=== Data ===
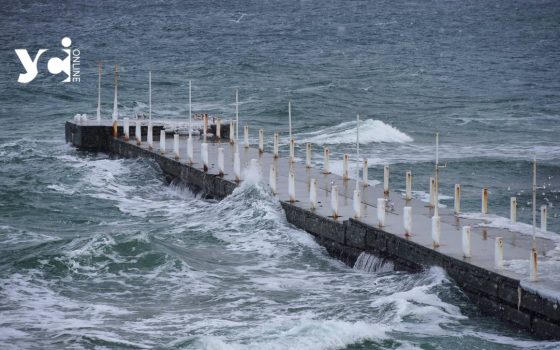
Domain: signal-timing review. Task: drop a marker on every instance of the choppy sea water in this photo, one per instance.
(104, 253)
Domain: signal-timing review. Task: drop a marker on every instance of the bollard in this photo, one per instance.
(272, 179)
(313, 193)
(190, 150)
(326, 168)
(499, 253)
(176, 146)
(357, 204)
(334, 201)
(204, 155)
(457, 199)
(381, 211)
(386, 179)
(432, 203)
(292, 186)
(513, 209)
(231, 132)
(408, 191)
(246, 136)
(138, 133)
(365, 174)
(407, 221)
(237, 166)
(126, 127)
(308, 155)
(436, 227)
(544, 210)
(534, 266)
(150, 136)
(345, 167)
(261, 141)
(162, 140)
(292, 150)
(276, 155)
(221, 166)
(466, 242)
(485, 200)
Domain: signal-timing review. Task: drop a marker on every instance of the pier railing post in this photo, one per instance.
(484, 208)
(345, 167)
(313, 193)
(407, 221)
(513, 209)
(386, 179)
(221, 167)
(261, 141)
(381, 211)
(126, 128)
(334, 201)
(466, 241)
(457, 199)
(162, 140)
(326, 168)
(176, 146)
(408, 192)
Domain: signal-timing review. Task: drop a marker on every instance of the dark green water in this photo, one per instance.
(103, 253)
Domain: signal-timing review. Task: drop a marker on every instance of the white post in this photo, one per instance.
(115, 101)
(365, 174)
(457, 199)
(499, 253)
(313, 193)
(407, 220)
(162, 140)
(484, 201)
(261, 141)
(99, 93)
(176, 146)
(386, 179)
(381, 211)
(334, 201)
(308, 155)
(544, 210)
(138, 132)
(204, 155)
(345, 167)
(534, 265)
(432, 191)
(408, 194)
(466, 242)
(292, 187)
(221, 167)
(357, 204)
(150, 136)
(276, 155)
(436, 230)
(272, 179)
(513, 209)
(231, 132)
(126, 127)
(326, 168)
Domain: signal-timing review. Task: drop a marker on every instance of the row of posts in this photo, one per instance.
(313, 189)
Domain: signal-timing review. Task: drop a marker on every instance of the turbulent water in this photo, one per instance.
(103, 253)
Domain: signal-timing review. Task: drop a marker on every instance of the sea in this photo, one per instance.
(98, 252)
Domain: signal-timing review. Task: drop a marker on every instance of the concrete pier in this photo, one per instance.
===
### Directions
Pictures stay out, and every line of the records is transcribed exactly.

### Solved problem
Domain: signal-timing review. Task: drop a marker on every instance of the choppy sea water in this photo, one per instance.
(104, 253)
Domain: signal-timing review. Task: drop a marker on every instance of the bollard in this photo, one per instance.
(272, 179)
(313, 193)
(190, 150)
(326, 168)
(499, 253)
(176, 146)
(357, 204)
(334, 201)
(204, 155)
(457, 199)
(381, 211)
(386, 179)
(432, 203)
(292, 186)
(513, 209)
(231, 132)
(408, 191)
(246, 136)
(138, 133)
(365, 174)
(407, 221)
(237, 166)
(126, 127)
(308, 155)
(436, 227)
(544, 210)
(534, 266)
(150, 136)
(345, 167)
(261, 141)
(162, 140)
(292, 150)
(276, 155)
(221, 166)
(466, 242)
(485, 200)
Domain: signal-timing review. Task: drop a marker on every instance of the pier railing post in this photo, one per instance.
(484, 208)
(345, 167)
(313, 193)
(407, 221)
(513, 209)
(386, 179)
(221, 167)
(261, 141)
(381, 211)
(126, 128)
(334, 201)
(466, 241)
(457, 199)
(162, 140)
(326, 168)
(176, 146)
(408, 192)
Domain: signal-timing review. Task: drop a marker on every instance of the dark green water in this photo, one per instance.
(103, 253)
Domain: signal-timing review. Task: drop a marker on every instance of the white post in this photo, one per instance.
(115, 101)
(365, 174)
(457, 199)
(499, 253)
(313, 193)
(407, 220)
(162, 140)
(484, 201)
(261, 141)
(99, 93)
(176, 146)
(386, 179)
(381, 211)
(334, 201)
(308, 155)
(544, 210)
(138, 132)
(204, 155)
(345, 167)
(534, 265)
(432, 191)
(408, 194)
(466, 242)
(292, 187)
(221, 167)
(357, 204)
(150, 136)
(276, 155)
(436, 230)
(272, 179)
(513, 209)
(231, 132)
(126, 127)
(326, 168)
Domain: signal-timing review. Task: drop a marker on every instance of the row of posts in this photo, one per instance.
(313, 189)
Domain: signal-timing review. Task: drop a marker on every instance of the turbulent water in this photo, one per instance.
(103, 253)
Domain: signal-timing review. Task: drop a marker on every instance of the sea in this photo, one per instance.
(98, 252)
Domain: signal-timing review. Task: drop a marker on every instance of the concrete pier in this photo, one per instance.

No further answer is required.